▸ TEXTAUSZUG:
□ □ □ □

Neue Justizministerin in Thüringen: Von der Polizistin zur Ministerin
Am Mittwoch wird die Polizeihauptkommissarin Denstädt als Justizministerin vereidigt. Damit ist sie die erste schwarze Ministerin Ostdeutschlands.
Das sind Inseln, die sich entlang der Gera erstrecken, im Frühling kann es hier sehr romantisch wirken. Jetzt aber ist von dem Schnee am Morgen vor allem Matsch übrig, es ist kalt und feucht, selbst die Enten ziehen die Köpfe ein. Schnell wird klar, dass für Denstädt der Ort auch nicht wichtig ist, es geht um Eddi, den Hund. Oder besser: um Eddi und die beiden belgischen Schäferhunde, die im Auto warten. Denstädt musste die drei nach dem letzten Termin noch abholen, deshalb ist sie etwas spät dran.
Seitdem die Thüringer Grünen vor zweieinhalb Wochen verkündet haben, dass sie ihre beiden Ministerposten in der rot-rot-grünen Landesregierung von Bodo Ramelow neu besetzen werden, häufen sich bei Denstädt die Termine. Die 45-jährige Polizeihauptkommissarin wird in Erfurt neue Ministerin für Migration, Justiz und Verbraucherschutz – und damit die erste schwarze Ministerin in Ostdeutschland. In einem Land, in dem die AfD vom Verfassungsschutz als erwiesen rechtsextrem eingestuft wird und nach Umfragen größte politische Kraft ist, ist das ein starkes Signal.
Um die Personalrochade nach dem angekündigten Rücktritt von Umweltministerin Anja Siegesmund möglich zu machen, haben die Grünen Denstädts etwas blassen Vorgänger rausgeschmissen: Dirk Adams, der drei Jahre lang Minister und davor grüner Fraktionschef im Landtag war, musste gegen seinen erklärten Willen gehen. Auf einen „kraftvollen Neuanfang“ hofft die Spitze der Grünen nun – und der ist durchaus notwendig.

□ □ □ □

▸ GEGEBENE DATEN:

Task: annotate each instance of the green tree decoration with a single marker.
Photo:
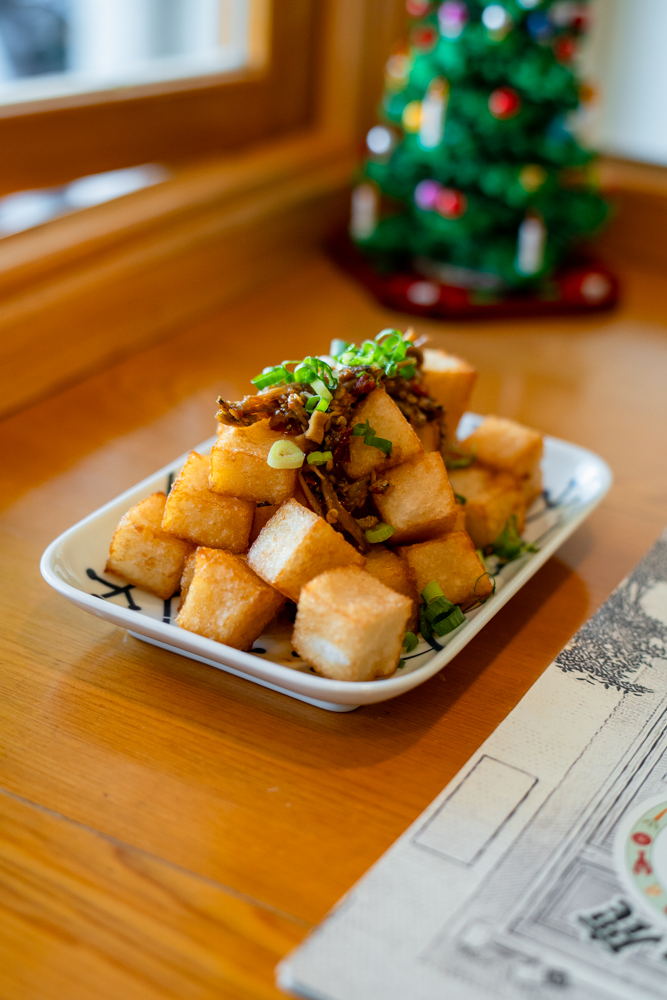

□ □ □ □

▸ ÜBUNGSAUFGABEN:
1. Schreiben Sie aus dem Artikel über die neue Justizministerin den Abschnitt zwischen „Um die Personalrochade“ und „ist durchaus notwendig.“ einschließlich wortgetreu ab.
2. Führen Sie den Artikel über die neue Thüringer Justizministerin im Anschluss an seinen letzten Satz fort.

▸ LÖSUNGEN:
1.
Um die Personalrochade nach dem angekündigten Rücktritt von Umweltministerin Anja Siegesmund möglich zu machen, haben die Grünen Denstädts etwas blassen Vorgänger rausgeschmissen: Dirk Adams, der drei Jahre lang Minister und davor grüner Fraktionschef im Landtag war, musste gegen seinen erklärten Willen gehen. Auf einen „kraftvollen Neuanfang“ hofft die Spitze der Grünen nun – und der ist durchaus notwendig.

2.
Die Grünen schrappen an der Fünfprozenthürde entlang
Turnusgemäß wird in anderthalb Jahren in Thüringen der Landtag neu gewählt, es dürfte ein polarisierter Zweikampf zwischen Ramelows Linken und der AfD von Björn Höcke um Platz eins werden, was es für die anderen Parteien besonders schwer macht. Laut Umfragen schrappt der kleine und zerstrittene grüne Landesverband an der Fünfprozenthürde entlang. Auf die neue Ministerin wartet also in mehrerer Hinsicht eine riesige Aufgabe.
Die Anfrage der Grünen sei auch für sie völlig überraschend gekommen, sagt Denstädt, die inzwischen an einem Ecktisch in einem kleinen Cafe sitzt. Vor ihr steht ein Milchkaffee, unter dem Tisch schnüffelt der Hund. Eine Nacht habe sie drüber geschlafen, dann zugesagt. Am kommenden Mittwoch wird sie vereidigt.
Dann muss sie unter anderem mit den Kommunen über die Unterbringung von Geflüchteten verhandeln, ein Landesamt für Migration aufbauen, den Justizapparat des Landes führen. Zu ihren Vorhaben will Denstädt noch nicht viel sagen: „Ich muss mir natürlich erst einmal die Situation im Haus anschauen.“ Aber sie habe auch eine klare Vorstellung davon, was sie diskutieren und angehen will.
Die Frage nach der Qualifikation
Die Zukunftshoffnung der Thüringer Grünen ist weder Juristin noch eine Expertin für Migrationsfragen, was die Frage aufwirft: Was qualifiziert sie für diesen Job? Die Frage sei durchaus berechtigt, sagt Denstädt und lacht, sie wird ihr nicht zum ersten Mal gestellt. Eine Juristin sei sie nicht, aber ganz fremd sei der Bereich für sie als Polizistin auch nicht.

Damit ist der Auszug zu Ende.